Pull out and copy each line in the items below that contains the string "pool". Case counts.

A block of data:

[Begin]

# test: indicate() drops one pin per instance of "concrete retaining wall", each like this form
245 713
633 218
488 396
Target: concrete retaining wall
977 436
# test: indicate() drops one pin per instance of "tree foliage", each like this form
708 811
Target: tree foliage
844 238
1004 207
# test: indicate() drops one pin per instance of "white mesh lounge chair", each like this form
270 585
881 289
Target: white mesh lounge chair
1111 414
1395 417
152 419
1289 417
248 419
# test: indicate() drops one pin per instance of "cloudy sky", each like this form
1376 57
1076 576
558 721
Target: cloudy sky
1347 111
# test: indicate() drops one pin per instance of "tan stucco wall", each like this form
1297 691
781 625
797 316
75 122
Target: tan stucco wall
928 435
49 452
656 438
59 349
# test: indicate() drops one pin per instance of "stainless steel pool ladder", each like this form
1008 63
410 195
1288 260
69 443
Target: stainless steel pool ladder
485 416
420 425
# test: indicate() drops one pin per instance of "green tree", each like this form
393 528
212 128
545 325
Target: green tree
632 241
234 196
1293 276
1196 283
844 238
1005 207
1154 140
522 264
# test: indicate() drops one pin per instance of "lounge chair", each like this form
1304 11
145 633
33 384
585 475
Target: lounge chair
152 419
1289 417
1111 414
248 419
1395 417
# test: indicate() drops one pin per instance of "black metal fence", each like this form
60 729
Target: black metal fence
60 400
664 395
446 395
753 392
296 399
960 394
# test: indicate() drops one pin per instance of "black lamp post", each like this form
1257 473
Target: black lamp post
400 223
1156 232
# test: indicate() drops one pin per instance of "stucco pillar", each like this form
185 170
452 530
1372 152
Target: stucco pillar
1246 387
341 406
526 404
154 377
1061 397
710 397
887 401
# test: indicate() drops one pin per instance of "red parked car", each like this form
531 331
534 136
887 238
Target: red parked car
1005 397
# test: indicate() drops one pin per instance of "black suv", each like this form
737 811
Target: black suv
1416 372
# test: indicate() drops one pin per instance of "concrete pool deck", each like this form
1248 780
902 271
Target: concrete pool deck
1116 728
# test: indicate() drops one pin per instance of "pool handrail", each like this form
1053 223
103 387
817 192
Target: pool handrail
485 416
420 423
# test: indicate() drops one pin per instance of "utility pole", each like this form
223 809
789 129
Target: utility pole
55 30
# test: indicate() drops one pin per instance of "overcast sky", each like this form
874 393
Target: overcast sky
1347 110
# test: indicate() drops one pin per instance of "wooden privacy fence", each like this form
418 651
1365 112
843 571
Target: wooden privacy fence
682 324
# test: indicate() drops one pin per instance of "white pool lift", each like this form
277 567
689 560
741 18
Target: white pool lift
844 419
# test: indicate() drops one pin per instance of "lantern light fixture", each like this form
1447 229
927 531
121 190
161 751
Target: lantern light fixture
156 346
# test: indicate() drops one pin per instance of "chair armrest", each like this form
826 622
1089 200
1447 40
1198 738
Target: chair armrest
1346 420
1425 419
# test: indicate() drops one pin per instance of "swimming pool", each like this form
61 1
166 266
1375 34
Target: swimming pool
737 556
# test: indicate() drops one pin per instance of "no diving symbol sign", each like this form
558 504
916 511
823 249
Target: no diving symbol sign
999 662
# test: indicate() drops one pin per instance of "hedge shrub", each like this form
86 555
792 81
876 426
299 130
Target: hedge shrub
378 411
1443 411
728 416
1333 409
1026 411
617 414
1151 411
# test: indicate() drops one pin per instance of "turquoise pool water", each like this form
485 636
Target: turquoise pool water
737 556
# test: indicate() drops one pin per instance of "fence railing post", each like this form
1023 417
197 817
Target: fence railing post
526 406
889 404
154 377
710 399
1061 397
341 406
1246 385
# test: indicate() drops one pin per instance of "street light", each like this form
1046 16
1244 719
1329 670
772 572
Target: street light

[End]

Full solution:
# test: indicate() drops one pin per instance of "stainless steel pool ladder", each like this form
Target: stainless steel pool ladder
# test: indicate() drops one pin per instance of "concrete pool deck", each like this form
Target: concrete pool deck
# test: indicate() drops one pin per instance of "pool handrail", each like this form
Target: pool handrail
# test: indicate() drops one pin per instance of "white pool lift", each like this form
Target: white pool lift
# test: indicate() drops one pin per instance of "swimming pool", each like this form
Target: swimming pool
# test: indicate() drops one pin per instance of "turquoise pool water", each like this form
Target: turquoise pool water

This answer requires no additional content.